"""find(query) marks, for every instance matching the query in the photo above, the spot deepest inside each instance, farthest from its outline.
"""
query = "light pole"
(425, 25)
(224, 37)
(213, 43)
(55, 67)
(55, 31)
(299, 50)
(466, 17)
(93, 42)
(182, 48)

(Your task) A verbatim transcription of all the entries above is required.

(Solution below)
"""find(query) marks, for every instance matching the query in the photo above, the spot deepest inside each instance, farthest from its outline.
"""
query = "light pole"
(425, 25)
(224, 37)
(213, 43)
(55, 67)
(55, 31)
(299, 50)
(466, 17)
(93, 42)
(182, 48)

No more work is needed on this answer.